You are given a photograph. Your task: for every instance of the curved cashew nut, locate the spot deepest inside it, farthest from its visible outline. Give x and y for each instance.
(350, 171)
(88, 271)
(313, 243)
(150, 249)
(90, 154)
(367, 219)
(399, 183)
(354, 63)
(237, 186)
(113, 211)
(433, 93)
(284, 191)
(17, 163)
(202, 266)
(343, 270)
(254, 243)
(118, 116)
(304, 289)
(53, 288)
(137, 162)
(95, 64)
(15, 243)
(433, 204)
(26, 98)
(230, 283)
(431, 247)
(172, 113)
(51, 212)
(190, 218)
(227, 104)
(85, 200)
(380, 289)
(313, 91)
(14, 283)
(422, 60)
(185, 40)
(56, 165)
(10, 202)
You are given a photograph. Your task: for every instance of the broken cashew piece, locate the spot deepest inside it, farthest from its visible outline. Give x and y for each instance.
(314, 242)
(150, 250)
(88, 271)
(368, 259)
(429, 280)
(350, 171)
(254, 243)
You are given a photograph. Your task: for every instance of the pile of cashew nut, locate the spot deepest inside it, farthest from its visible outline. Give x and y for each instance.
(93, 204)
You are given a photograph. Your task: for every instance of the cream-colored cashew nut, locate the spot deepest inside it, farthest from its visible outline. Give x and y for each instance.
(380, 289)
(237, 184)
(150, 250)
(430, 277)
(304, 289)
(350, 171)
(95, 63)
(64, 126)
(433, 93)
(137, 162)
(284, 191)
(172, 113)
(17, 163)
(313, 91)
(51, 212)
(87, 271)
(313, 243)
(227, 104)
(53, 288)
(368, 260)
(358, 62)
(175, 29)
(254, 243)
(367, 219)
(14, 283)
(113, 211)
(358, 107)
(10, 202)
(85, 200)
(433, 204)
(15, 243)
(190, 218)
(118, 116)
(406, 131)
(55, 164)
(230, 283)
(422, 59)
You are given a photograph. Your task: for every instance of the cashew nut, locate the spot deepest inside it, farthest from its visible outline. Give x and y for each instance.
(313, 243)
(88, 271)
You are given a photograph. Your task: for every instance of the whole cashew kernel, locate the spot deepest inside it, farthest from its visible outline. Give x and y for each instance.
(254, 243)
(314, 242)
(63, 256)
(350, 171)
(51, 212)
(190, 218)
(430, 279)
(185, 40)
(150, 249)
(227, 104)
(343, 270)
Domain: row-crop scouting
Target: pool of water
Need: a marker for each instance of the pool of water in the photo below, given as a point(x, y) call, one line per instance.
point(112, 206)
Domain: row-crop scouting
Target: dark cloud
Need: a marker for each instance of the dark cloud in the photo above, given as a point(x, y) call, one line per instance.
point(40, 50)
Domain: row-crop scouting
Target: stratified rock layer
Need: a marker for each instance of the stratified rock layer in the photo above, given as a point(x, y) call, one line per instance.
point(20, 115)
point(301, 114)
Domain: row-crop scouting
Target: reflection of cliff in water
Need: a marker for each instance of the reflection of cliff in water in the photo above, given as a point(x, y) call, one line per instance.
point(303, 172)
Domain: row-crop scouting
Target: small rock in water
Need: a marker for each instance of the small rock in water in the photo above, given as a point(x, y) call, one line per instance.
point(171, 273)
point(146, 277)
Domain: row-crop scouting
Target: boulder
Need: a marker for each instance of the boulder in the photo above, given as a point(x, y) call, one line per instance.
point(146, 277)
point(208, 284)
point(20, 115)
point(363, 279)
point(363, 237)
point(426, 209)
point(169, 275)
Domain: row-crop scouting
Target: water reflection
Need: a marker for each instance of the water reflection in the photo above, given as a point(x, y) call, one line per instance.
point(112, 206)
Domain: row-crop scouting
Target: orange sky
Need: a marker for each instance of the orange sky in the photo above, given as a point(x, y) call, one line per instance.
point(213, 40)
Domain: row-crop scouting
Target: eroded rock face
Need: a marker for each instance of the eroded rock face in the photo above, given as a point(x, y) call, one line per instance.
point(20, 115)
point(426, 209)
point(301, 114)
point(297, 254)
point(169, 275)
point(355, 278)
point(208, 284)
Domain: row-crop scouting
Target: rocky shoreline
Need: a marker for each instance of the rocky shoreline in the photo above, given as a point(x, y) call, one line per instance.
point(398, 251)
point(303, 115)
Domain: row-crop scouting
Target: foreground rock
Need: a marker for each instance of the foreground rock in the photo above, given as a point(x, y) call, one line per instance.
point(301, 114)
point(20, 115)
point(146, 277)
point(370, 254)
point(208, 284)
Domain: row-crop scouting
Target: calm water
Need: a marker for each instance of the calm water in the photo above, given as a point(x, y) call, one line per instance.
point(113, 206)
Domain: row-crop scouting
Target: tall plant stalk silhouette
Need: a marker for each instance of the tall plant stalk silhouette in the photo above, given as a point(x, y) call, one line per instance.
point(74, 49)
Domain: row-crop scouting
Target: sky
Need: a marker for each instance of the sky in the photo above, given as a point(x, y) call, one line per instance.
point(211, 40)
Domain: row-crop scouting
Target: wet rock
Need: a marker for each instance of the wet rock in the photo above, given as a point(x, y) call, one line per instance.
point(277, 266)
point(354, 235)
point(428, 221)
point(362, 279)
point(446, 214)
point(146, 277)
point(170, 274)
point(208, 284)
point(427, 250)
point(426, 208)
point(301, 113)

####################

- WORK INSTRUCTIONS
Could you rewrite all the lines above as a two-column CSV with the header text,answer and one row for each set of lines that asks for points? Put the wording in text and the points that follow it in answer, quote each field, and replace every line break with a space.

- FULL RESPONSE
text,answer
"You are given a photograph. Your task: for every instance of the curved cashew nut, locate the spot deepest inside it, farthest from its visible outline. Give x and y for each instance.","(350, 171) (88, 271) (313, 243) (150, 249) (90, 154) (367, 219) (399, 183) (354, 63) (237, 186) (113, 211) (433, 93) (284, 191) (17, 163) (202, 266) (343, 270) (254, 243) (118, 116) (304, 289) (53, 288) (137, 162) (95, 64) (15, 243) (433, 204) (26, 98) (230, 283) (431, 247) (172, 113) (51, 212) (190, 218) (227, 104) (85, 200) (380, 289) (313, 91) (14, 283) (422, 60) (185, 40) (56, 165) (10, 202)"
"You are given a photograph. Your task: for every instance of the broken cashew piece, locate the spot deepest inside it, farthest from its visible outline. Give x and y for each instance.","(314, 242) (150, 250) (88, 271) (368, 259) (429, 280) (350, 171) (254, 243)"
"You are given a photograph. Your task: for every instance of the pile of cashew nut, locate the spot deepest inside it, farthest from its visible outline. Give x and y for each instance.","(93, 204)"
"You are given a photograph. Your task: for every instance of the cream-colored cashew nut, locate the spot deepest inside it, farthest from its visible outline. Give x and y for each instance.","(380, 289) (237, 184) (150, 250) (430, 277) (304, 289) (350, 171) (95, 63) (64, 126) (433, 93) (137, 162) (284, 191) (172, 113) (17, 163) (313, 91) (51, 212) (87, 271) (313, 243) (227, 104) (53, 288) (368, 260) (358, 62) (175, 29) (254, 243) (367, 219) (14, 283) (113, 211) (358, 107) (10, 202) (85, 200) (433, 204) (15, 243) (190, 218) (118, 116) (406, 131) (55, 164) (230, 283) (422, 59)"
"You are given a photograph. Your task: for every instance of the cashew nut, locate the spot deepest inside it, farthest from its visible outline. Give x and y for each instance.","(313, 243) (88, 271)"
"You are given a photograph. Your task: for every instance of the whole cashew kernel, locate the spot deepest inside it, farthest from its visible outline. Give x and y for each instance.","(254, 243) (314, 242) (63, 256) (350, 171) (51, 212) (190, 218) (430, 279) (185, 40) (150, 249) (227, 104) (343, 270)"
"Domain: row-crop scouting Target: pool of water Need: a marker for each instance of the pool of water in the photo below, given as a point(x, y) call, one line per instance.","point(112, 206)"
"Domain: row-crop scouting Target: dark cloud Need: a marker for each instance of the dark cloud in the photo above, given as a point(x, y) call, one line per instance.","point(40, 50)"
"Domain: row-crop scouting Target: stratified rock layer Need: a marker for each instance of the stratified rock layer in the photo above, given as a point(x, y) call, one line per instance.","point(20, 115) point(301, 114)"
"Domain: row-crop scouting Target: reflection of cliff in water Need: a marker for each instance of the reflection of cliff in water in the photo above, given as a point(x, y) call, one line per instance.","point(303, 172)"
"Domain: row-crop scouting Target: small rock in water Need: a marker for each instance of the small rock in water in the photo above, given as a point(x, y) call, one line per instance.","point(171, 273) point(146, 277)"
"Domain: row-crop scouting Target: boulder Need: a marker for each instance of the boulder in the photo above, given as a point(x, y) call, one line per instance.","point(146, 277) point(208, 284) point(20, 115) point(363, 279) point(363, 237) point(426, 209) point(169, 275)"
"Domain: row-crop scouting Target: water reflection Need: a marker for each instance of the water reflection in the photo above, given as a point(x, y) call, one line per instance.","point(112, 206)"
"Domain: row-crop scouting Target: orange sky Need: a marker for each instance of the orange sky in the photo above, given as a point(x, y) call, one line per instance.","point(213, 40)"
"Domain: row-crop scouting Target: eroded rock face Need: a marker for each instance of the eroded rock face in the photo above, given as a point(x, y) call, one line per instance.","point(20, 115) point(426, 209) point(301, 114) point(297, 254) point(169, 275) point(355, 278) point(208, 284)"
"Domain: row-crop scouting Target: rocky shoreline Need: a marker for each instance of the rocky shoreline in the photo above, given as a point(x, y) call, one line per instance.","point(398, 251) point(303, 115)"
"Domain: row-crop scouting Target: foreground rock Need: a marker for each instance of the foreground rock in the photo above, given as a point(x, y) call, one line per instance.","point(301, 114) point(20, 115) point(146, 277) point(370, 254) point(208, 284)"
"Domain: row-crop scouting Target: calm water Need: a marker for each instance of the calm water in the photo above, given as a point(x, y) call, one line per instance.","point(113, 206)"
"Domain: row-crop scouting Target: tall plant stalk silhouette Need: a marker for each instance of the tall plant stalk silhouette in the photo above, given as a point(x, y) call, one line per instance.","point(74, 49)"
"Domain: row-crop scouting Target: sky Need: a marker for each instance of the sky in the photo above, given as a point(x, y) call, one line per instance.","point(211, 40)"
"Domain: row-crop scouting Target: wet rock Need: a marker for each instance of the wet rock in the photo above, given as a point(x, y) call, one line per instance.","point(277, 266) point(354, 235) point(428, 221) point(362, 279) point(446, 214) point(146, 277) point(170, 274) point(208, 284) point(427, 250) point(426, 208) point(301, 113)"